Tasks to complete:
A. In the passage on postpartum doulas, what four key areas do doulas let families focus on?
B. Write the next part of the post about postpartum doula care, starting after its last sentence.

Document section:
Postpartum doulas seek to fill that gap in care for new moms and their families, combining physical, practical, emotional, and educational support. They care for the family as a unit, allowing them to focus on the key areas of rest, recovery, bonding, and baby care.
A visit from a postpartum doula might include time for you to take a nap, bath, or shower; completion of basic household chores such as straightening up or doing a load of laundry; answering questions about all aspects of newborn care and the changes in your life; reassurance that your experiences are normal and providing referrals to local resources as requested; helping you get comfortable bathing, wearing, soothing, or pumping for your baby; and more as you grow relaxed and confident in your new normal.
As you read this post, you may wonder if you could afford the luxury of postpartum doula care, but considering the long-term effects of this pivotal time of life, perhaps the real question to consider is, can you afford to not be well supported as a new parent?

Records supplied:
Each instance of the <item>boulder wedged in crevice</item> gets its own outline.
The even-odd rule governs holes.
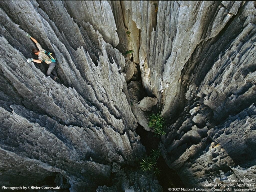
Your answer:
[[[125,59],[93,23],[76,23],[61,2],[25,3],[0,2],[0,148],[20,164],[1,159],[1,183],[15,177],[12,186],[37,185],[51,178],[59,182],[49,185],[61,185],[63,176],[63,189],[95,191],[109,182],[113,162],[133,164],[145,153],[118,69]],[[35,46],[25,32],[55,54],[61,84],[45,76],[47,65],[27,62]],[[42,175],[30,181],[38,170]]]

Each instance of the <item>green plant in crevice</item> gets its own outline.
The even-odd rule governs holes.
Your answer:
[[[142,159],[142,162],[140,163],[141,168],[143,171],[149,171],[152,168],[153,163],[150,158],[147,158]]]
[[[148,126],[154,129],[154,133],[156,136],[159,137],[158,136],[166,134],[164,127],[164,119],[160,114],[160,112],[157,114],[152,113],[148,116]]]
[[[158,149],[153,150],[150,155],[146,155],[140,163],[141,169],[143,172],[153,170],[156,176],[159,175],[160,170],[157,167],[157,160],[161,155],[161,151]]]

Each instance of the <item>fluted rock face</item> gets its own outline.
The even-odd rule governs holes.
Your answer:
[[[140,3],[126,3],[138,28],[148,29],[153,21],[141,22]],[[166,161],[188,187],[255,178],[255,3],[158,7],[146,59],[138,59],[143,87],[167,121],[160,145]]]
[[[114,163],[132,164],[145,151],[118,69],[124,57],[89,23],[79,27],[67,11],[76,10],[61,2],[0,3],[1,185],[50,178],[95,191],[110,181]],[[43,64],[27,63],[35,46],[25,32],[55,53],[60,83]]]
[[[0,6],[2,185],[161,191],[152,173],[124,168],[145,154],[135,130],[151,131],[150,109],[166,120],[159,146],[186,187],[255,178],[254,2]],[[27,63],[26,32],[55,54],[57,82]]]

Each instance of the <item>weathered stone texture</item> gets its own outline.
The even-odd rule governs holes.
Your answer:
[[[256,5],[0,1],[1,185],[161,191],[151,173],[122,167],[145,154],[135,131],[151,131],[153,108],[167,125],[162,154],[186,187],[255,178]],[[55,53],[57,82],[27,62],[26,32]]]
[[[1,184],[63,177],[71,191],[95,191],[109,181],[113,162],[132,164],[145,152],[118,69],[124,58],[92,25],[74,23],[61,2],[0,5],[0,145],[9,157],[1,159]],[[25,32],[55,53],[60,83],[45,76],[47,66],[27,62],[35,46]]]

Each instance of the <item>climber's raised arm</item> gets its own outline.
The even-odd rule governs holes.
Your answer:
[[[35,38],[33,38],[33,37],[32,37],[31,36],[31,35],[29,35],[29,33],[27,33],[27,36],[28,36],[28,37],[29,38],[30,38],[30,39],[31,39],[31,40],[32,40],[33,41],[34,41],[34,43],[38,43],[38,42],[37,42],[37,40],[36,40],[35,39]]]

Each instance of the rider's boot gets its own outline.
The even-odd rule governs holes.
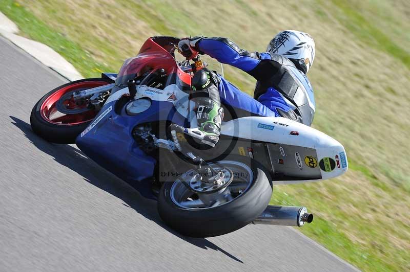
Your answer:
[[[212,147],[215,147],[219,141],[221,123],[223,119],[223,108],[220,106],[217,80],[216,75],[208,69],[195,73],[192,78],[191,98],[195,102],[194,111],[196,114],[199,127],[180,127],[184,133]]]

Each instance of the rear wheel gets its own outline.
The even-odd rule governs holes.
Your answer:
[[[161,189],[159,215],[181,234],[207,237],[236,231],[259,216],[269,203],[272,193],[271,179],[260,164],[242,156],[232,156],[211,166],[216,171],[222,169],[233,173],[233,180],[218,192],[209,193],[212,188],[190,187],[188,185],[196,182],[192,179],[196,171],[193,169],[186,170],[176,180],[166,182]],[[196,187],[197,191],[207,193],[193,192],[192,188],[195,190]]]
[[[109,79],[88,78],[69,82],[47,94],[31,111],[33,131],[44,139],[57,144],[73,144],[88,126],[98,111],[87,103],[75,102],[75,92],[113,83]]]

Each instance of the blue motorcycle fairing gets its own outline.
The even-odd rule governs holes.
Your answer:
[[[89,157],[129,183],[142,196],[155,199],[148,178],[154,174],[156,161],[141,150],[132,137],[132,130],[138,124],[162,120],[185,126],[186,119],[176,111],[171,102],[153,100],[147,110],[129,116],[125,107],[120,114],[115,112],[116,101],[104,105],[98,116],[77,137],[76,144]],[[110,107],[112,109],[99,117]]]

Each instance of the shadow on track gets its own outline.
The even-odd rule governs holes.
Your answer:
[[[182,240],[202,249],[211,248],[219,251],[233,260],[243,263],[240,259],[206,239],[187,237],[170,229],[159,218],[156,201],[141,196],[125,182],[98,166],[78,149],[68,145],[55,144],[46,142],[34,134],[29,124],[13,116],[10,118],[14,122],[12,124],[23,131],[36,147],[54,157],[60,164],[83,176],[86,182],[122,199],[125,202],[124,205],[133,209]]]

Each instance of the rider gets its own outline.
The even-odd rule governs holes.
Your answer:
[[[315,58],[315,42],[309,34],[282,31],[271,40],[266,52],[261,53],[240,49],[231,40],[221,37],[186,38],[178,46],[187,59],[205,54],[257,80],[252,99],[213,71],[204,69],[196,72],[191,98],[195,102],[199,127],[185,129],[186,133],[215,146],[223,118],[221,100],[254,115],[282,117],[309,126],[312,124],[315,101],[305,74]]]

Per-task outputs:
A. Rest, recovery, bonding, and baby care.

B.
Whether you had a vaginal birth, C-section, or adopted, your first baby or your fifth, a singleton or multiples, preterm or full term, the transition of adding a baby to your family presents unique challenges and opportunities. It will shape you as a person and a parent, for the rest of your life.
1. What do postpartum doulas do?
What a postpartum doula does changes from day to day, as the needs of the family change. Postpartum doulas do whatever a mother needs to best enjoy and care for her new baby. Some things may include supporting mother with infant feeding, helping with emotional and physical recovery from birth, mother–baby bonding, infant soothing, and basic newborn care. As well as teaching siblings and partners to “mother the mother”. Postpartum doulas also make sure the mother is fed, well hydrated and comfortable. A postpartum doula may provide nutritious meals or do some light cleaning.
2. How long does a postpartum doula spend with a family?
Doula support can last anywhere from one or two visits to more than three months.
3. What hours can I expect a doula to work with my family?
Some doulas work fulltime, with 9 to 5 shifts. Others work three to five hour shifts during the day or after school shifts until the partner or another family member gets home. Some doulas work evenings from around 6 pm until bedtime, 9 or 10 pm., and some work overnight. Some doulas work every day, some work one or more shifts per week.
4. What is the difference between a postpartum doula and a baby nurse?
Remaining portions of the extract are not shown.